====== TEXT SHOWN ======

Society ‘disappears’ ageing women. So I harnessed that cloak of invisibility to do all sorts of ‘inappropriate’ things

128 replies

IwantToRetire · 15/12/2023 21:38

This is the title of a Guardian article, and personally I wasn't that inspired by how the author chose to use her "invisibility", but then I dont have much imagination!

But it did make me wonder if any on FWR has felt that as they get older they become more invisible? And does this make you withdraw or does it make you angry / angrier?

The notion of becoming invisible as an ageing woman has become an accepted trope.

My friends and I, from our late 50s onwards, were first gobsmacked then increasingly enraged at being talked over, not served, not replied to, brushed aside and not taken seriously. Small accretions of casual insult that eroded our hard-earned sense of self and agency.

Instead of simmering in a stew of rage and resentment I began to wonder if that conferred invisibility could be harnessed. If I reframed it as a cloak of invisibility I could do all sorts of things “inappropriate” for my age.

====== ENTRIES PROVIDED ======

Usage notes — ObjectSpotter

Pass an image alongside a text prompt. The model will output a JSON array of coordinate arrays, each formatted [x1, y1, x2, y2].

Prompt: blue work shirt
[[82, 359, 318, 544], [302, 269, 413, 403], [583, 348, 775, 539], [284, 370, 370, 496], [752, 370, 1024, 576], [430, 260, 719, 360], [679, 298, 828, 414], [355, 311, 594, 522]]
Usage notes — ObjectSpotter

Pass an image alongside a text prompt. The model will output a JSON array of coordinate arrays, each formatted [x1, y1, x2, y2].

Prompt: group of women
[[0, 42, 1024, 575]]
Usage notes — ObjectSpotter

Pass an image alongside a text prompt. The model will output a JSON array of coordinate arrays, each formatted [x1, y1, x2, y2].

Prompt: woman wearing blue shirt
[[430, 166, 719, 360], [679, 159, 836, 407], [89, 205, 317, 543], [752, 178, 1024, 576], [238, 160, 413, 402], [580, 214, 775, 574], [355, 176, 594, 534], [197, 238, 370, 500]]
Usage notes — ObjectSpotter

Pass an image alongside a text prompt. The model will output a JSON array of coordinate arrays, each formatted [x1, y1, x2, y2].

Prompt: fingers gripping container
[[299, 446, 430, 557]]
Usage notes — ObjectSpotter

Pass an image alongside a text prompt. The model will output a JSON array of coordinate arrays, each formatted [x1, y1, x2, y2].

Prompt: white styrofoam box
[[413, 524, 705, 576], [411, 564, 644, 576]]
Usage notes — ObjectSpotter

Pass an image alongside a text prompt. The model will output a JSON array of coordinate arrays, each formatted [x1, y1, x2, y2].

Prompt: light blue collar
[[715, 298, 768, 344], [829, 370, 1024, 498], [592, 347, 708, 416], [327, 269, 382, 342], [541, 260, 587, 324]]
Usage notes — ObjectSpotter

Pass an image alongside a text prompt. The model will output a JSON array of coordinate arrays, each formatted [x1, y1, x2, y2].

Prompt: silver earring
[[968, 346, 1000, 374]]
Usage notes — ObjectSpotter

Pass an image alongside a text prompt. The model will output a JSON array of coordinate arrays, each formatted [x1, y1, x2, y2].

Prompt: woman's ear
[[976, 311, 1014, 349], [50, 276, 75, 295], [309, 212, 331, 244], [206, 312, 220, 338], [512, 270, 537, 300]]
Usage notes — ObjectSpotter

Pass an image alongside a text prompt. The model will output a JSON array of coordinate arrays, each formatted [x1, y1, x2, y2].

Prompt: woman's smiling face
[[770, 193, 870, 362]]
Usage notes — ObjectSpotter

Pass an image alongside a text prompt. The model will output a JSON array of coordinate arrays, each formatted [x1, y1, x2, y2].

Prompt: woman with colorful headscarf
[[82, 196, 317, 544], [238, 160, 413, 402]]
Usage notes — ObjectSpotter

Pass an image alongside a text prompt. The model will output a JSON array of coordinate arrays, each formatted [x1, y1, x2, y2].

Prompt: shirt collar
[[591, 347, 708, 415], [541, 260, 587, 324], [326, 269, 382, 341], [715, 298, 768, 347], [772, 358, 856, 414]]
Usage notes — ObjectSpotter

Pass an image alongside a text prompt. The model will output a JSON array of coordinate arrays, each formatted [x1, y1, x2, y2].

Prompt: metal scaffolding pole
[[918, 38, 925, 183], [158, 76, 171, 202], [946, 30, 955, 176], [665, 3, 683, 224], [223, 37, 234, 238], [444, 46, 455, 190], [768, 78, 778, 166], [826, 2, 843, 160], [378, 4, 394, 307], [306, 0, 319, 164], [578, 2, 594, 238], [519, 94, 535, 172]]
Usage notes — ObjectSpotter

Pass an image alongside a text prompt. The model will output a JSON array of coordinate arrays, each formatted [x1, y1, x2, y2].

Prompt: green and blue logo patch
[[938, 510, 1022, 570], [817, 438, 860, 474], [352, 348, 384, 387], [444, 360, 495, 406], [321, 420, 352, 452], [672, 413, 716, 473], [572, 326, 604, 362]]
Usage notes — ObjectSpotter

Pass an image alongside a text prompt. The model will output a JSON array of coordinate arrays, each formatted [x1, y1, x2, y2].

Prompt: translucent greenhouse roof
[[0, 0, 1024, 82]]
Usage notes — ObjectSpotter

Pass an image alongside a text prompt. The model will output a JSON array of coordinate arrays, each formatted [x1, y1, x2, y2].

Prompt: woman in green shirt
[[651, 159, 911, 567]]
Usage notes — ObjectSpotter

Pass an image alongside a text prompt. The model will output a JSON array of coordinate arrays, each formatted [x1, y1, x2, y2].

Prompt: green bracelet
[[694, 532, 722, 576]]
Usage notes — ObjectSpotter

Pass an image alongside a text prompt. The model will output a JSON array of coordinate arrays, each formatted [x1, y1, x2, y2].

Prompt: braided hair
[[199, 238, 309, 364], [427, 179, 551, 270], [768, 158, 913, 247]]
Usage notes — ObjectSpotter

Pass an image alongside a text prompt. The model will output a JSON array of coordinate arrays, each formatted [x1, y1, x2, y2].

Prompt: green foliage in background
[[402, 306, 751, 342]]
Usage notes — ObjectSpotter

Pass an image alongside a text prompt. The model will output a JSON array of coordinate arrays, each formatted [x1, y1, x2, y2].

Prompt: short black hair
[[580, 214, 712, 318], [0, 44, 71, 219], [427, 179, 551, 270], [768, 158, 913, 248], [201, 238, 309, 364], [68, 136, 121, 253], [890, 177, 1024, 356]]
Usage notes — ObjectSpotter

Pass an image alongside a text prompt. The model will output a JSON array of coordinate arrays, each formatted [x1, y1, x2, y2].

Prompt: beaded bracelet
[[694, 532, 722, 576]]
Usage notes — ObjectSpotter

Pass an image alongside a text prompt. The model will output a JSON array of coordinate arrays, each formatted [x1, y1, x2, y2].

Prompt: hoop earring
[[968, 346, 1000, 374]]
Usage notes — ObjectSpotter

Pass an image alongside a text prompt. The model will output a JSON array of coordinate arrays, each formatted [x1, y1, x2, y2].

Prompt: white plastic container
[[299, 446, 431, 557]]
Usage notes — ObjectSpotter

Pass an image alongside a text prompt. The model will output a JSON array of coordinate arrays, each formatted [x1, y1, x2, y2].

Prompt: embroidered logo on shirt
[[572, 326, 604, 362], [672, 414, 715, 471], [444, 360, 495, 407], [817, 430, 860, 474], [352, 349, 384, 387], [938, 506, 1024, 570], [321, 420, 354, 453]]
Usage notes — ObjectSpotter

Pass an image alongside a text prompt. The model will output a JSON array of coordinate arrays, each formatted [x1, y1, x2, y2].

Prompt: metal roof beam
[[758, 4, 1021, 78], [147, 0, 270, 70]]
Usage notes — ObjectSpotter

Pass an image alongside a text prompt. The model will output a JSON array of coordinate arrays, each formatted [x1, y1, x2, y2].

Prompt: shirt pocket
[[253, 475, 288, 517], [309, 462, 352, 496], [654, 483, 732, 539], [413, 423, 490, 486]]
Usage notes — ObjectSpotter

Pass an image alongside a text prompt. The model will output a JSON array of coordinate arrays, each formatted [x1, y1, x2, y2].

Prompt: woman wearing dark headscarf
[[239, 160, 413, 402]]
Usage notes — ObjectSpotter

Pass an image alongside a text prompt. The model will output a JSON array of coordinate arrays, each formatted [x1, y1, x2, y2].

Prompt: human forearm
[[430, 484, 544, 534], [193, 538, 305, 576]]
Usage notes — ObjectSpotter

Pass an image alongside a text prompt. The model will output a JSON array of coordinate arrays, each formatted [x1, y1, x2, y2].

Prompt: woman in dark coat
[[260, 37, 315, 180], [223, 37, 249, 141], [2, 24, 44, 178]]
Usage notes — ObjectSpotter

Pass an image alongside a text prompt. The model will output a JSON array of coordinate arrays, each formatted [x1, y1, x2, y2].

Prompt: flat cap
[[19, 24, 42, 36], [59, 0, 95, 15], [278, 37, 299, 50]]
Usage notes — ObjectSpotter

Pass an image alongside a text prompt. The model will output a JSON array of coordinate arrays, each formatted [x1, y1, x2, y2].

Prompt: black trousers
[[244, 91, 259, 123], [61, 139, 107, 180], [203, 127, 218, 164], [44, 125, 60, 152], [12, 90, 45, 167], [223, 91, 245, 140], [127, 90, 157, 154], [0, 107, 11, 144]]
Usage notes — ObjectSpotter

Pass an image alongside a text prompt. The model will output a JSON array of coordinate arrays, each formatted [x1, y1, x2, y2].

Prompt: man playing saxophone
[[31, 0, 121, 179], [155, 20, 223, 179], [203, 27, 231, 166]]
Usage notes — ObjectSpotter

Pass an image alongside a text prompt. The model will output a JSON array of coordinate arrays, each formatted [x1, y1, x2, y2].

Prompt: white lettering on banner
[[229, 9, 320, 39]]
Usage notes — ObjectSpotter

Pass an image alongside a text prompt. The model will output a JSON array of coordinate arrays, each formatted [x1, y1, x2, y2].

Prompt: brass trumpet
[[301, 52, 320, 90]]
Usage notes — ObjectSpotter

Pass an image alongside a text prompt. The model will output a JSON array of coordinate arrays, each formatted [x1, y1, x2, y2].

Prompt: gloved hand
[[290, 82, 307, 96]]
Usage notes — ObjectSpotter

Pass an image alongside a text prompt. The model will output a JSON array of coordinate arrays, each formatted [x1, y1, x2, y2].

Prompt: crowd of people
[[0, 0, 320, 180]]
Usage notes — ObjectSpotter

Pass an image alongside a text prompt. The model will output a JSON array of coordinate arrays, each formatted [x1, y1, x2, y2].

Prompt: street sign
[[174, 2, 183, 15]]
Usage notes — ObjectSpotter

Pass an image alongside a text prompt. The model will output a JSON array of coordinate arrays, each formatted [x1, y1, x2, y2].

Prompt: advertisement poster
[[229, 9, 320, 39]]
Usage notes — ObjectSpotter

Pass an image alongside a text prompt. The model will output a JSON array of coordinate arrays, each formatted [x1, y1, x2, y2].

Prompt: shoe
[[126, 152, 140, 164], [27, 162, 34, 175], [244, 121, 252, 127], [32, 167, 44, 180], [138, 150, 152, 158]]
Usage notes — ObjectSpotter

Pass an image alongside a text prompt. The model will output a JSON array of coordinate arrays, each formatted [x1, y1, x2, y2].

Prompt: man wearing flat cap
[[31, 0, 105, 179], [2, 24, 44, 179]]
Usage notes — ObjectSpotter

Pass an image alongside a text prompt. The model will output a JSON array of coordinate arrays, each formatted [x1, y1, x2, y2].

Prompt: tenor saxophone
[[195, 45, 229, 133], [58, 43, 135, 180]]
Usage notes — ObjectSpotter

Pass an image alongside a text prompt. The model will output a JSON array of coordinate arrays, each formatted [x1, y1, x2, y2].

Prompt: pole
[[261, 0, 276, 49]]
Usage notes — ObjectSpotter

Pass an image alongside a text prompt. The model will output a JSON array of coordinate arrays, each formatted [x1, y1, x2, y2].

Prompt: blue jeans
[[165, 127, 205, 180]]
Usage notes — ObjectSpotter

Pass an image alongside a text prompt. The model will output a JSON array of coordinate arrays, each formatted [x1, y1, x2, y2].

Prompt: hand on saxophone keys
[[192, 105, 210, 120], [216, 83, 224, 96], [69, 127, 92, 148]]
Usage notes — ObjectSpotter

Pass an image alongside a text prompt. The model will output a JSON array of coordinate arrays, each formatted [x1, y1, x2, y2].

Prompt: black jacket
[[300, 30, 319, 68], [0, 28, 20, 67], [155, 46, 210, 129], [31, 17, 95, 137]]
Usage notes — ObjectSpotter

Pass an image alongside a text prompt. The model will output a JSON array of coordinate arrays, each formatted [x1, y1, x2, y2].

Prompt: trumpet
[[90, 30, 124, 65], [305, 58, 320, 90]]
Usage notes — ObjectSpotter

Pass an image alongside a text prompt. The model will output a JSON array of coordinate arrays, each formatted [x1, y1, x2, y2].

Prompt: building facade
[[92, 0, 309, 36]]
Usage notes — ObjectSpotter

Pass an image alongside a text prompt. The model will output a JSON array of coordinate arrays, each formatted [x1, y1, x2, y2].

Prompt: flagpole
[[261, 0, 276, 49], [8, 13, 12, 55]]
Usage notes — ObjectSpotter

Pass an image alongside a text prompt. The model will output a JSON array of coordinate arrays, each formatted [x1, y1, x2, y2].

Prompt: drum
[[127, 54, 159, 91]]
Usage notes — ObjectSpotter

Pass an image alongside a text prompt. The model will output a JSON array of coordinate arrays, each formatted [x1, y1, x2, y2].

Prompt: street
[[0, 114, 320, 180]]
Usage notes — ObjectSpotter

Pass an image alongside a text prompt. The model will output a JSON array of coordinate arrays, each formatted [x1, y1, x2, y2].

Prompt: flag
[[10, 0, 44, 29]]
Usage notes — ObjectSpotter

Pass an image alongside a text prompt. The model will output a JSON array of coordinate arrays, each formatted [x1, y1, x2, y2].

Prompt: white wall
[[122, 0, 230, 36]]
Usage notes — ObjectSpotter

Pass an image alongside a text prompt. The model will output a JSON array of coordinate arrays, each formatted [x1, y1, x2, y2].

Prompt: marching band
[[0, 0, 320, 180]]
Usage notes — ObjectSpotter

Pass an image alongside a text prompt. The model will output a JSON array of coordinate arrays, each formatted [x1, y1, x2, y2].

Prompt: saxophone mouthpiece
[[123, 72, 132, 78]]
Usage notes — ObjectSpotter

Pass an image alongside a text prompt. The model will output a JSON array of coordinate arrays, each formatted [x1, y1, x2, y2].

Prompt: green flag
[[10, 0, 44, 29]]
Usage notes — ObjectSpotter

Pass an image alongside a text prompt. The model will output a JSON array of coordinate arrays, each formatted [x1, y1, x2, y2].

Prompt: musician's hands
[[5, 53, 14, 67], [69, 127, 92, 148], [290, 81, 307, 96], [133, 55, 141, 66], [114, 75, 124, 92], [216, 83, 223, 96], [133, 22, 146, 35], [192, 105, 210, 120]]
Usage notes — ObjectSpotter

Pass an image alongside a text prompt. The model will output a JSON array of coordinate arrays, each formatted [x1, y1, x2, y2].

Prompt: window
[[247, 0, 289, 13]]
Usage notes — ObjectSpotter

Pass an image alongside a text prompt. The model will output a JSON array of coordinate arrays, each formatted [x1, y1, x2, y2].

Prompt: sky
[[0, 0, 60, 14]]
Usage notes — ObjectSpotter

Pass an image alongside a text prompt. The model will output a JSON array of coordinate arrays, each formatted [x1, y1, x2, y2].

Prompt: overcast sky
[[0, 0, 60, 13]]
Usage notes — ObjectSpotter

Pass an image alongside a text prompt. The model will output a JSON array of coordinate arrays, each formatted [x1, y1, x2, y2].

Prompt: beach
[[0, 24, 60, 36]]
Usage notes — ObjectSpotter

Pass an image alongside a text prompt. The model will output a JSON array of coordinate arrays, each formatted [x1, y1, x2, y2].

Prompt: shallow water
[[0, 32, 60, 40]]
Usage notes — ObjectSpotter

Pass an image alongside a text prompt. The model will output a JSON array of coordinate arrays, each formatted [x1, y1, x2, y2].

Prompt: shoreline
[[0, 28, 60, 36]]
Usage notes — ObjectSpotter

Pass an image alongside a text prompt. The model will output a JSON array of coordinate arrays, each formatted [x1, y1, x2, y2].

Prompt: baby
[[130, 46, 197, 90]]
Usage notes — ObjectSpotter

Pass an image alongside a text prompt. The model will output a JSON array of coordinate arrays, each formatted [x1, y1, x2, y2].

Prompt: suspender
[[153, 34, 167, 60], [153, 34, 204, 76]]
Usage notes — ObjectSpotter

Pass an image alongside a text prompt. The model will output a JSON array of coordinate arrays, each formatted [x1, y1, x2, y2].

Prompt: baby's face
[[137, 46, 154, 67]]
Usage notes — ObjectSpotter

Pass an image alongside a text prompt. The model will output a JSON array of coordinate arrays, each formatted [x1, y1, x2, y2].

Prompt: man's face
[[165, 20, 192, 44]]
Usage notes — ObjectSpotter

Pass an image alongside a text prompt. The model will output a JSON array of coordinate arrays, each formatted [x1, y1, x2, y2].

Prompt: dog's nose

======

Can you repeat the stretch of the forum post on ageing women's invisibility from "Instead of simmering" through "for my age.", swapping "rage" for "fury"?

Instead of simmering in a stew of fury and resentment I began to wonder if that conferred invisibility could be harnessed. If I reframed it as a cloak of invisibility I could do all sorts of things “inappropriate” for my age.